[READING PASSAGE Boundary: Start]
Turner knew from the age of 20 that when she turned 50 she would like to play the role of Martha in the Tony-winning play, which made its original debut on Broadway in 1962. With the determination that has been a hallmark of her life, just before she turned 50 in 2005, she had lunch with Edward Albee and asked him if she could read the part of Martha for him in hopes the play could be revived on Broadway. It hadn't been performed there since 1975.

The day she read for him, he called to tell her she got the part. The next week, she turned 50. Though Turner was fairly confident she could handle it, landing the role gave her the shakes, she said.

"I was terrified that I wouldn't be able to pull off all my boasts. It was a huge undertaking. A huge test," she said. She told Albee she saw the dark humor in the play, and wanted to be able to drive that to the surface.

"That humor is part of the characters' deep, deep hurt," she wrote. "They make each other laugh and they make each other laugh at themselves. Martha tries something and doesn't pull it off. George [her husband in the play] caps her, and she appreciates his effort. It's cool. It's part of their relationship. Honestly, I never understood why people didn't understand how funny this was."

Turner was nominated for a Tony award, and though she didn't win, critics hailed her and the play as great successes.

Turner was born in June of 1954, the third of four children, to Richard and Patsy Magee Turner. Her father was in the U.S. Foreign Service and the family moved from Canada to Cuba to Venezuela to England during her childhood, which she describes as "happy and adventurous." While attending high school in London, Turner became enamored of the theater. It was also there that she developed her trademark - that sexy voice.

Following the devastating death of her father during her senior year, she moved back to her mother's family home in Missouri. "Talk about a culture shock," she quipped. She studied theatre at Southwest Missouri State University and later transferred to the University of Maryland, where she graduated with a degree in theatre arts in 1976. Turner boldly moved alone to New York in 1977 with $100 in her pocket. Working as a waitress, she soon got an agent and landed two roles, one on Broadway in Gemini, the other on the NBC daytime serial "The Doctors." Turner's voice persuaded Lawrence Kasdan that she should be Matty Walker, a manipulative femme fatale in Body Heat, his directorial debut and her film debut, which made her a star.

She starred in one movie after another in the 1980s and into the 1990s, including The Man with Two Brains with Steve Martin, and later Crimes of Passion with Anthony Perkins, The Jewel of the Nile and so many others.

While filming the comedy Serial Mom in 1994, Tuner began having "inexplicable pains and fevers." After the film wrapped, she began noticing she couldn't get into any of her shoes - her feet had suddenly grown two sizes. "I went to a podiatrist who said there was nothing wrong, expect that maybe I was vain. But then later I couldn't turn my head or move my arm and I went to my general practitioner who took blood and told me I had rheumatoid arthritis," she said.

With serious joint pain, Turner suffered from the disease until recently when new drugs with fewer side effects came onto the market. Side effects of earlier medications proved debilitating and caused weight gain. People gossiped that Turner was letting herself go - drinking and using drugs and eating too much.

"Still I did not reveal what was happening to me," she wrote, adding that until she went public about her illness, she preferred the gossip to admitting she had a chronic disease.

Today, Turner has battled back from RA and is doing well. After her successful run in Virginia Woolf and some recent TV appearances, in February she got the thumbs up from critics for her direction of the Pulitzer Prize-winning Southern drama Crimes of the Heart at the Laura Pels Theatre in New York.

And now she has events around her book, which got its title from a long habit. Whenever she's in the theater, particularly as an actress, when all the flowers are gone after opening night, Turner rewards herself. "Every two weeks, I simply send myself roses," she said.
[READING PASSAGE Boundary: End]
[DATASET Boundary: Start]
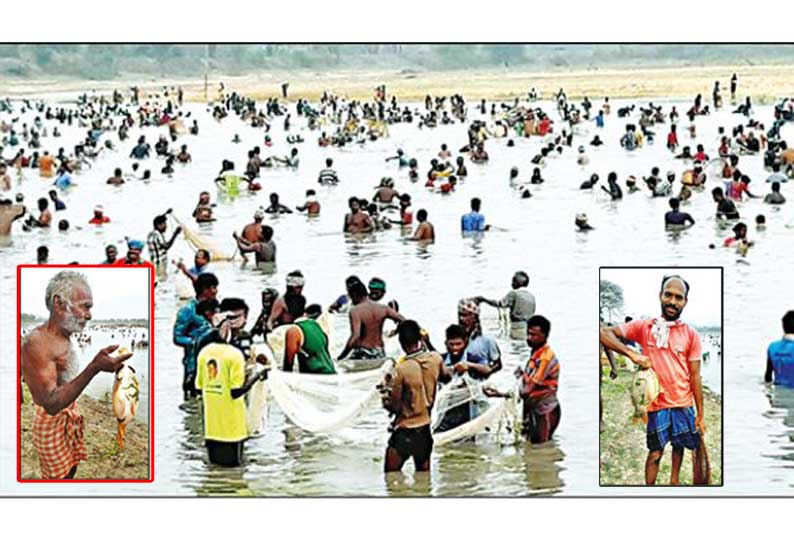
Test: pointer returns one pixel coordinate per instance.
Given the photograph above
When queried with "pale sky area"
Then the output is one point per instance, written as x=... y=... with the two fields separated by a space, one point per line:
x=122 y=292
x=641 y=293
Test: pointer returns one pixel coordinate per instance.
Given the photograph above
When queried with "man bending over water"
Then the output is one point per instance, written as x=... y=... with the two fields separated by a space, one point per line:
x=366 y=325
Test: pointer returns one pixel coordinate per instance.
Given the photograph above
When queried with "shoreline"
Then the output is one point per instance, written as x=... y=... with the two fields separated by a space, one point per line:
x=104 y=461
x=622 y=443
x=762 y=82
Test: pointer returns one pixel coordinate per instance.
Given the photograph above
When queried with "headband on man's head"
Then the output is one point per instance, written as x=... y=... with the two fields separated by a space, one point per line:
x=667 y=278
x=468 y=306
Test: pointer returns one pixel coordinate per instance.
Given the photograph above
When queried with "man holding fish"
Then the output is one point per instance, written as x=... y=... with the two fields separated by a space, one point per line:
x=672 y=349
x=51 y=371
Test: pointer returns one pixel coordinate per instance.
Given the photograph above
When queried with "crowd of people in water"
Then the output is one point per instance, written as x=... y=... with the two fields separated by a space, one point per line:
x=213 y=332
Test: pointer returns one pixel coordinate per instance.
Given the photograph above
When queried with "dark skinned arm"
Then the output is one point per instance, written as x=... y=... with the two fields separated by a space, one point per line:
x=249 y=383
x=770 y=370
x=610 y=338
x=242 y=244
x=292 y=345
x=697 y=391
x=173 y=238
x=41 y=375
x=355 y=334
[DATASET Boundary: End]
REQUIRED ACTION 1 =
Answer these questions from the Turner profile, putting each answer on its own line with the same letter:
(a) In what year did the play featuring Martha make its original debut on Broadway?
(b) In what city was Turner attending high school when she became enamored of the theater?
(c) At what theater did Turner direct Crimes of the Heart?
REQUIRED ACTION 2 =
List every movie the Turner profile names.
Answer from the Turner profile alone.

REPLY 1 =
(a) 1962
(b) London
(c) The Laura Pels Theatre in New York

REPLY 2 =
Body Heat
The Man with Two Brains
Crimes of Passion
The Jewel of the Nile
Serial Mom